EXERCISE DETAILS | Below are some records; reproduce every one of them exactly.

DATA FOR THIS EXERCISE |
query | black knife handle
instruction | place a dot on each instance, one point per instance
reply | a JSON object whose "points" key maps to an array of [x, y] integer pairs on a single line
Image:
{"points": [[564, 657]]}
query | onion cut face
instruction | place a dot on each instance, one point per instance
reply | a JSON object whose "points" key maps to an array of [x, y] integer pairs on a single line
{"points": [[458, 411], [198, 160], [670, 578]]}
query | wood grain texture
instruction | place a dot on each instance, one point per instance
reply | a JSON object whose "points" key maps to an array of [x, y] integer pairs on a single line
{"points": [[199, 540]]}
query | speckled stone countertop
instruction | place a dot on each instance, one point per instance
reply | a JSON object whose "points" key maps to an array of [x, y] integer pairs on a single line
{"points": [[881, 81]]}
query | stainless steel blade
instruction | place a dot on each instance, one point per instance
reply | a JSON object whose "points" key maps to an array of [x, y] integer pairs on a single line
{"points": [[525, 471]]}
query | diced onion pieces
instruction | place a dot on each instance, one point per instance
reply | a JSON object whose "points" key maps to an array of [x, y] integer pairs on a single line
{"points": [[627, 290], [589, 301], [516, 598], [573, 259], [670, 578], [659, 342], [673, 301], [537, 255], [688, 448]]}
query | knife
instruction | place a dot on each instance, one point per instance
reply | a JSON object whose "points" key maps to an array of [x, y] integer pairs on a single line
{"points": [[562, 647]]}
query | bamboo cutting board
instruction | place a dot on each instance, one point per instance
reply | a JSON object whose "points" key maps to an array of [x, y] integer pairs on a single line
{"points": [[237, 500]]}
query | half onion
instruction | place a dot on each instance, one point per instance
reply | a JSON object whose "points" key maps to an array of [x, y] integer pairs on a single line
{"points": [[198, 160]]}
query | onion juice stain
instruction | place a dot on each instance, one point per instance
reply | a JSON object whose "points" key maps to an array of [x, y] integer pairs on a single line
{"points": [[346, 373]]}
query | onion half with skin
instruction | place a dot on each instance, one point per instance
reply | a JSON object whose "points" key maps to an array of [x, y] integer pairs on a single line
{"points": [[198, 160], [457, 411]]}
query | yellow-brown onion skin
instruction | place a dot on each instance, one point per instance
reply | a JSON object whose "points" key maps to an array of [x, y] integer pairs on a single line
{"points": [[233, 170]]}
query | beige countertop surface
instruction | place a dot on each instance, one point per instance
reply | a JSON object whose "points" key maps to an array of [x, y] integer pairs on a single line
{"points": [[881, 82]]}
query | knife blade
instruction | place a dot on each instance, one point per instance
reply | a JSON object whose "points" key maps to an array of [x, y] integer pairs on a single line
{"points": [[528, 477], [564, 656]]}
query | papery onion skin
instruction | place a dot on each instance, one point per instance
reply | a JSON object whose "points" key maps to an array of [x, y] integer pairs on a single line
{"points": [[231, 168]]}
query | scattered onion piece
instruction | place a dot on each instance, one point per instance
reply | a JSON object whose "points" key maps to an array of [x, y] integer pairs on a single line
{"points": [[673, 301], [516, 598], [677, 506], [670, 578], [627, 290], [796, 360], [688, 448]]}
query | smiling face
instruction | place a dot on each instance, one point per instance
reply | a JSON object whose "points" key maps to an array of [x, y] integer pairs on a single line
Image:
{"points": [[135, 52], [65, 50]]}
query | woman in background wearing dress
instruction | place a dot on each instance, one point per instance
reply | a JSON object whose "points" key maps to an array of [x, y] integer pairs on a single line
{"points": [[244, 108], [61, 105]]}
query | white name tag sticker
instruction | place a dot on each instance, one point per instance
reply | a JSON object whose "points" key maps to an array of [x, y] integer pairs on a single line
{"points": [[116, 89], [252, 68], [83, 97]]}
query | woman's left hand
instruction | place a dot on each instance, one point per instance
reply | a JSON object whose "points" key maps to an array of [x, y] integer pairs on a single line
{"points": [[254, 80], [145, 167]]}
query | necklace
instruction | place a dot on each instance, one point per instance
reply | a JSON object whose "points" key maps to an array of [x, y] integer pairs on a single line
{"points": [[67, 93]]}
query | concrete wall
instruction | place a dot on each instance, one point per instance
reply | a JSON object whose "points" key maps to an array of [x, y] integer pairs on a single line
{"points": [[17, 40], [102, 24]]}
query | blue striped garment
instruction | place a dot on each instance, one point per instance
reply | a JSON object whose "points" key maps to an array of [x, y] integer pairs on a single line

WRITTEN REPLY |
query | black knife handle
instruction | place a dot on each instance, one point per instance
reply | a JSON object whose "points" key maps to an array of [x, y] integer pairs on a single line
Image:
{"points": [[564, 657]]}
query | onion cut face
instruction | place a dot on each instance, one point per instance
reply | a JSON object whose "points" key maps to an array of [x, y] integer pairs on a single line
{"points": [[458, 411], [198, 160], [670, 578]]}
query | wood grain texture
instruction | place a dot on each instance, one point per instance
reply | a JSON object whose "points" key maps to an array of [x, y] integer pairs on a single line
{"points": [[199, 540]]}
query | speckled stone countertop
instruction | place a dot on each instance, one point per instance
reply | a JSON object whose "points" key maps to an array of [x, y] integer pairs on a single line
{"points": [[881, 81]]}
query | stainless steel blade
instruction | place a dot on each instance, one point per instance
reply | a JSON object whose "points" key maps to an array of [x, y] integer pairs on a single line
{"points": [[525, 471]]}
query | diced onion pieces
instruction | place a dot on each instance, one point per instance
reply | a JSON object whose "points" key maps to an array of [x, y] integer pairs on a single line
{"points": [[627, 290], [589, 301], [516, 598], [573, 259], [670, 578], [659, 342], [673, 301], [537, 255], [688, 448]]}
query | knife
instruction | place a dot on each instance, one point per instance
reply | a JSON object whose "points" key maps to an array of [x, y] integer pairs on a single line
{"points": [[562, 647]]}
query | bamboo cutting board
instruction | place a dot on each instance, one point per instance
reply | a JSON object whose "points" key maps to an array of [x, y] integer pairs on a single line
{"points": [[237, 500]]}
query | half onion
instruction | place a dot on each instance, one point per instance
reply | a JSON object whose "points" key maps to an array of [x, y] integer pairs on a single line
{"points": [[198, 160]]}
query | onion juice stain
instruction | place a dot on each instance, one point per instance
reply | a JSON object whose "points" key maps to an array of [x, y] integer pairs on a single line
{"points": [[346, 373]]}
query | onion half with skin
instruction | place a dot on each instance, one point per instance
reply | a JSON object whose "points" key maps to an array of [x, y] integer pairs on a single line
{"points": [[198, 160], [457, 411]]}
query | yellow-brown onion skin
instruction | place a dot on each instance, one point per instance
reply | a JSON object whose "points" key maps to an array of [x, y] integer pairs on a single line
{"points": [[233, 170]]}
query | beige countertop surface
instruction | place a dot on each instance, one point per instance
reply | a JSON object whose "points" key maps to an array of [x, y] integer pairs on a single line
{"points": [[881, 82]]}
query | knife blade
instruction | place a dot on each instance, one point per instance
reply | a JSON object whose "points" key maps to an array of [x, y] integer pairs on a single line
{"points": [[528, 477], [564, 656]]}
query | papery onion skin
instruction | place a dot on each instance, one point per instance
reply | a JSON object whose "points" key maps to an array of [x, y] integer pairs on a single line
{"points": [[231, 168]]}
query | scattered onion piece
instruction | place a dot on each instance, one point per instance
reply | a JSON object whose "points" key maps to an array of [x, y] integer pairs on a single line
{"points": [[673, 301], [516, 598], [677, 506], [670, 578], [627, 290], [796, 360], [688, 448]]}
query | smiling face
instruction | place a dot on each instance, one point per instance
reply | a JSON object whose "points" key maps to an array of [x, y] integer pairs on a single line
Image:
{"points": [[135, 52], [65, 50]]}
query | woman in background wearing dress
instruction | place a dot on each instance, one point per instance
reply | a JSON object whose "points" key maps to an array of [x, y] integer pairs on a single line
{"points": [[244, 108], [61, 105]]}
query | white name tag sticker
instruction | place a dot on each instance, one point per instance
reply | a JSON object whose "points" key maps to an array of [x, y] integer pairs on a single line
{"points": [[116, 89], [252, 68], [83, 97]]}
query | woman's left hand
instruction | place a dot on each instance, one point per instance
reply | a JSON object whose "points" key maps to an array of [x, y] integer pairs on a single line
{"points": [[254, 80], [145, 167]]}
query | necklace
instruction | place a dot on each instance, one point per instance
reply | a JSON object whose "points" key maps to an array of [x, y] integer pairs on a single line
{"points": [[67, 93]]}
query | concrete wall
instruction | place a dot on each instance, one point per instance
reply | a JSON object whose "points" key maps to an array of [x, y] integer pairs on a single line
{"points": [[17, 40], [102, 24]]}
query | blue striped garment
instruction | place a dot on each instance, one point per instance
reply | a JSON object whose "points" key maps to an array of [x, y] integer pairs on a single line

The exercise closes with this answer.